Selain terdapat langkah-langkah dalam pembelajaran kooperatif tipe TPS juga
terdapat kelebihan dan kekurangan, antara lain kelebihan pembelajaran
kooperatif tipe TPS menurut Kagan (Fadholi, 2010) sebagai berikut.
a. Para siswa menggunakan waktu yang lebih banyak untuk mengerjakan
tugasnya dan untuk mendengarkan satu sama lain.
b. Para guru juga mempunyai waktu yang lebih banyak untuk berpikir ketika
menggunakan TPS. Mereka dapat berkonsentrasi mendengarkan jawaban
siswa, mengamati reaksi siswa, dan mengajukan pertanyaan tingkat tinggi.
Sedangkan menurut Nurhadi (2004: 66) kelebihan TPS merupakan model yang
dirancang untuk memengaruhi interaksi siswa yang dapat meningkatkan
akademik dan keterampilan siswa.
Adapun kelemahan model pembelajaran kooperatif tipe TPS adalah sangat sulit
diterapkan di sekolah yang rata-rata kemampuan siswanya rendah dan waktu
yang terbatas, sedangkan jumlah kelompok yang terbentuk banyak.
Menurut Ibrahim (2000: 18) kelemahan model TPS adalah tipe pembelajaran
yang baru diketahui atau dikenal, kemungkinan yang dapat timbul adalah
sejumlah siswa bingung, sebagian kehilangan rasa percaya diri, saling
mengganggu antar siswa.
Berdasarkan uraian di atas, pembelajaran kooperatif tipe TPS merupakan tipe
pembelajaran yang mengembangkan kemampuan siswa secara individu maupun
18
kelompok. Pembelajaran ini juga mengembangkan struktur pembelajaran yang
dirancang untuk mempengaruhi pola interaksi siswa agar tercipta suatu
pembelajaran kooperatif yang dapat meningkatkan penguasaan akademik dan
keterampilan siswa, sehingga dapat diterapkan untuk mengoptimalkan
komunikasi matematis siswa dengan langkah yang pertama berpikir (thinking),
kedua berpasangan (pairing), dan yang ketiga berbagi (sharing).
3. Pembelajaran Konvensional
Model konvensional merupakan model pembelajaran yang paling umum
digunakan oleh guru dalam kegiatan pembelajaran. Umumnya penyampaian
pelajaran pada model konvensional dilakukan dengan metode ceramah, tanya
jawab, dan penugasan. Ruseffendi (2005: 17) menjelaskan pembelajaran
konvensional pada umumnya memiliki kekhasan tertentu, misalnya lebih
mengutamakan hafalan dari pada pengertian, menekankan pada keterampilan
berhitung, mengutamakan hasil dari pada proses, dan pengajaran berpusat pada
guru.

Petunjuk Pengerjaan:
1. Pilih setiap baris dalam daftar di bawah yang memuat kata "target", dengan memperhatikan perbedaan huruf besar dan kecil.
2. Lanjutkan bacaan di atas tentang pembelajaran kooperatif tipe TPS dan pembelajaran konvensional, dimulai tepat setelah kalimat terakhirnya.

Bahan yang Disediakan:
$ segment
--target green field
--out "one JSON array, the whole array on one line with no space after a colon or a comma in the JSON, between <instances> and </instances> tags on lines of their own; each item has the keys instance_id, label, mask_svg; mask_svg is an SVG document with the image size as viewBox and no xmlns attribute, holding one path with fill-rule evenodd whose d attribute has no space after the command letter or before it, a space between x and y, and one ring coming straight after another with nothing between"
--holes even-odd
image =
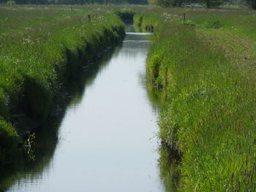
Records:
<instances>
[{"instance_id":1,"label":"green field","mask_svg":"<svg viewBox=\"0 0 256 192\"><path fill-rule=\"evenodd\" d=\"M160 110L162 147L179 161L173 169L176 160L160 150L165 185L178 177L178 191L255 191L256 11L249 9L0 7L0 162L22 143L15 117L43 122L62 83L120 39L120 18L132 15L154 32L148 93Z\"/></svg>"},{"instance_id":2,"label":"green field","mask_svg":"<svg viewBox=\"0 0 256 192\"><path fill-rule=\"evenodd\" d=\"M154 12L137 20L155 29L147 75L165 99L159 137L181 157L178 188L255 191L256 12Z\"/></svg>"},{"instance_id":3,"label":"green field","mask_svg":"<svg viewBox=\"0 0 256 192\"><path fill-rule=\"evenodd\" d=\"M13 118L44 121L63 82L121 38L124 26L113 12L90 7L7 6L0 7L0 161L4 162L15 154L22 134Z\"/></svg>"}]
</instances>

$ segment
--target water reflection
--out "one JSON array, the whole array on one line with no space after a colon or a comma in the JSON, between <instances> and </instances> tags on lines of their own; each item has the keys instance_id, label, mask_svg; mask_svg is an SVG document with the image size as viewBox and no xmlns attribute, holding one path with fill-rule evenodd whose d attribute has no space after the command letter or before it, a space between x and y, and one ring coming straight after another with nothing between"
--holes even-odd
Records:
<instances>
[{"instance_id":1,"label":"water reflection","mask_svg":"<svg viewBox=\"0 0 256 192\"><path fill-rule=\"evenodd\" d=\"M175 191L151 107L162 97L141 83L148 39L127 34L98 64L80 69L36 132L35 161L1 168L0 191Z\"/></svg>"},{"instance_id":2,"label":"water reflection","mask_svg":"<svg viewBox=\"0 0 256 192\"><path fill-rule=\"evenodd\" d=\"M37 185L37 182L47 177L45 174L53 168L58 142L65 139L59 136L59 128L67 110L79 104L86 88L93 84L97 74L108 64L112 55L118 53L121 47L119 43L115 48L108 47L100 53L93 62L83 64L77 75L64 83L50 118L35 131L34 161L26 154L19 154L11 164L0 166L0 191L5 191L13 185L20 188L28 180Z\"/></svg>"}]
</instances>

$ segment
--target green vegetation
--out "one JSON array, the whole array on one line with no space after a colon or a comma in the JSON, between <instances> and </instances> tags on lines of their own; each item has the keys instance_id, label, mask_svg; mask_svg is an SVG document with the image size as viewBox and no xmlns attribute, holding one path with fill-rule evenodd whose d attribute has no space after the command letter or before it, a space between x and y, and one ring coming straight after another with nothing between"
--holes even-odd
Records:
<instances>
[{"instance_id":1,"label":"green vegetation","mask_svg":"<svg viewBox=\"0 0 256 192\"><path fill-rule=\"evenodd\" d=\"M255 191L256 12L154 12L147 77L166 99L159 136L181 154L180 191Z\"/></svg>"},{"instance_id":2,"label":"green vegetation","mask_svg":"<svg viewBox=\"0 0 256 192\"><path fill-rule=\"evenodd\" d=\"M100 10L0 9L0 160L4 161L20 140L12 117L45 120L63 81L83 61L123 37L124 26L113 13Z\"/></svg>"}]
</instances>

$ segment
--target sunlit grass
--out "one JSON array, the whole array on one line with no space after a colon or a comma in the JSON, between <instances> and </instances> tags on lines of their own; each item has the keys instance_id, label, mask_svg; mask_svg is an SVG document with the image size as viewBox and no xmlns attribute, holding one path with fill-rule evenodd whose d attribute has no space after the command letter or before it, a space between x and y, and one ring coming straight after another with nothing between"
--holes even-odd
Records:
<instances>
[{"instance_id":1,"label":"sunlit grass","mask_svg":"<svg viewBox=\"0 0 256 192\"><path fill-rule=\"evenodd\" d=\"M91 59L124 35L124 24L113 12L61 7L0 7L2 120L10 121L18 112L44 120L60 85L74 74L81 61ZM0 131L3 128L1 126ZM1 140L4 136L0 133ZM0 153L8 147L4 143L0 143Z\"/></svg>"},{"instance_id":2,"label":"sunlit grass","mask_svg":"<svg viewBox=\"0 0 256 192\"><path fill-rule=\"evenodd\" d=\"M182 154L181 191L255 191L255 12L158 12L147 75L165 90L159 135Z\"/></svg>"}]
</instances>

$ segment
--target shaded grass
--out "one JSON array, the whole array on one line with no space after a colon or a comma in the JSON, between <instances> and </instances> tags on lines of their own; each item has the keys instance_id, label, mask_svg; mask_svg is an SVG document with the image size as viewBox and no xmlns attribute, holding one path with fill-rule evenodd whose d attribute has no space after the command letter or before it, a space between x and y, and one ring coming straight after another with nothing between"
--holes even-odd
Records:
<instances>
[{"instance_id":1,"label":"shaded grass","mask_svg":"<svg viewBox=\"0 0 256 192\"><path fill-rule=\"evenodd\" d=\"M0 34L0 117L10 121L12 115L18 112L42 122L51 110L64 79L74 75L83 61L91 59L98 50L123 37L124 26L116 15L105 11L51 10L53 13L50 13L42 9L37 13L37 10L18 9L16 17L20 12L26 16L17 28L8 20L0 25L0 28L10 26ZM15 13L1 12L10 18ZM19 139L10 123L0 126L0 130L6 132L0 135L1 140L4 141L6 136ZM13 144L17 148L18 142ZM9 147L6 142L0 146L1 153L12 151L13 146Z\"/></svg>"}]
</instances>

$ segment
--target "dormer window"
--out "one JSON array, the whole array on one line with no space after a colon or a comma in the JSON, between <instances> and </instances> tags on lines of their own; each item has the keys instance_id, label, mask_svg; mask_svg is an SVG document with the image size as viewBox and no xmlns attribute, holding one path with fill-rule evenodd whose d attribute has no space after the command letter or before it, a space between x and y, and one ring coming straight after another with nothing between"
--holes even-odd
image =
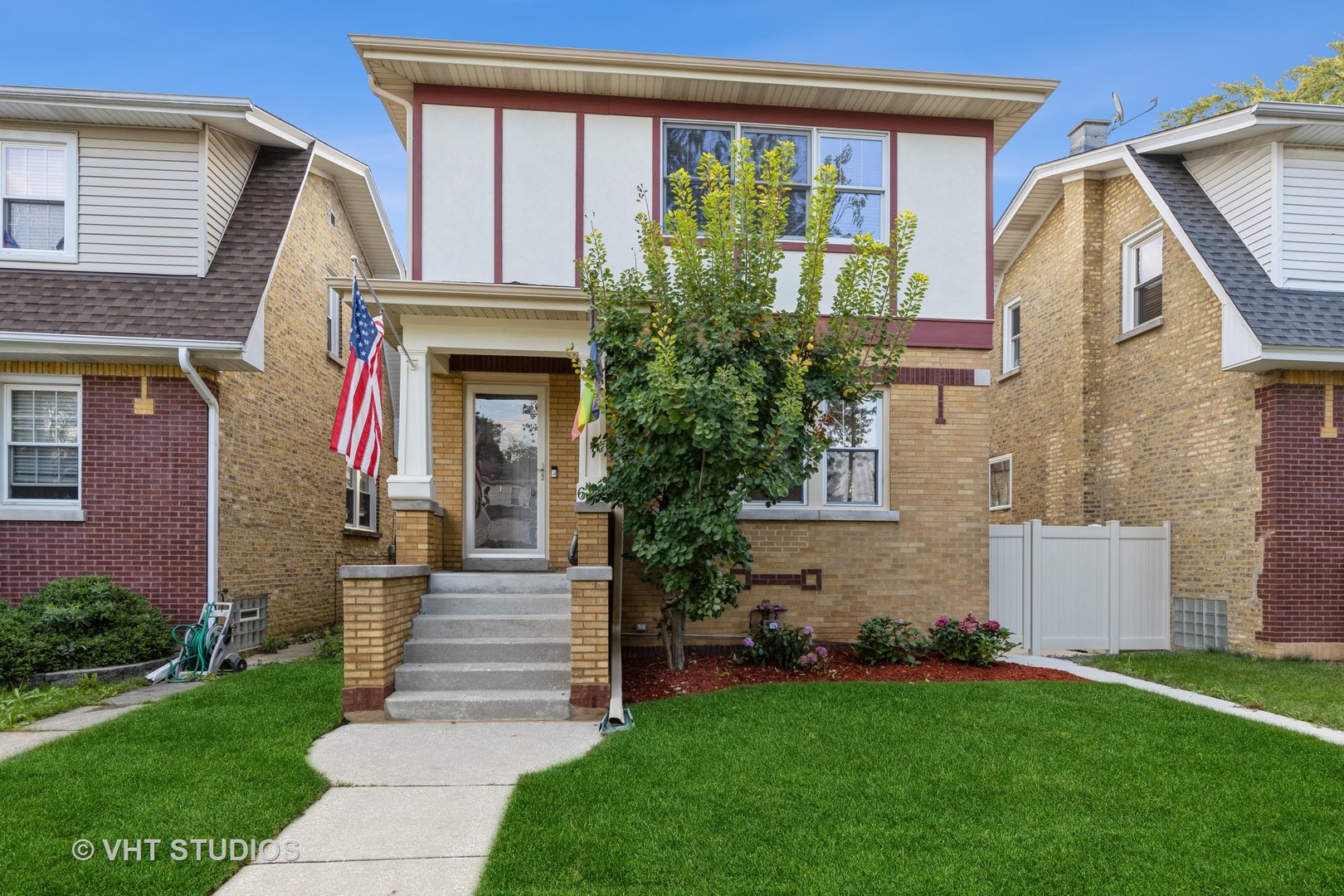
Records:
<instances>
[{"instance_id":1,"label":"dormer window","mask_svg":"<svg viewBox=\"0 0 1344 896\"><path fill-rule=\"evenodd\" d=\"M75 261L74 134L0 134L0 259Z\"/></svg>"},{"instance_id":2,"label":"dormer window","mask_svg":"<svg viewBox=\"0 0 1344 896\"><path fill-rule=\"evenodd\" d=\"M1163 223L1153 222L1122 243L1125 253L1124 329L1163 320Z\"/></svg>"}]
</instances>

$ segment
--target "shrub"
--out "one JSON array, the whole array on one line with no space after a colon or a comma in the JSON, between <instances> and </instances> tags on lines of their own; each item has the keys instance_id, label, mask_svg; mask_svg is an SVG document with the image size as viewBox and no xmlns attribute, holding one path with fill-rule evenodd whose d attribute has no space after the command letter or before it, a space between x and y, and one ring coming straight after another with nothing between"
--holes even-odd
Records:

Hasil Tugas:
1.
--target green field
--target water reflection
--target green vegetation
--target sunlit grass
--target shaded grass
--target "dormer window"
--target "shrub"

2.
Menurut Depdiknas (2004: 51) dalam pembelajaran konvensional, cenderung
pada belajar hafalan yang menolelir respon-respon yang bersifat konvergen,
menekankan informasi konsep, latihan soal dalam teks, serta penilaian masih
bersifat tradisional dengan paper dan pensil tes yang hanya menuntut pada satu
jawaban benar. Institute of Computer Technology (dalam Sunartombs: 2009)
menyebutnya dengan istilah “pengajaran tradisional”. Dijelaskan bahwa
pengajaran tradisional yang berpusat pada guru adalah perilaku pengajaran yang
paling umum yang diterapkan di sekolah-sekolah di seluruh dunia. Pengajaran
19
model ini dipandang efektif, terutama untuk berbagai informasi yang tidak mudah
ditemukan di tempat lain, menyampaikan informasi dengan cepat,
membangkitkan minat akan informasi, mengajari siswa yang cara belajar
terbaiknya dengan mendengarkan.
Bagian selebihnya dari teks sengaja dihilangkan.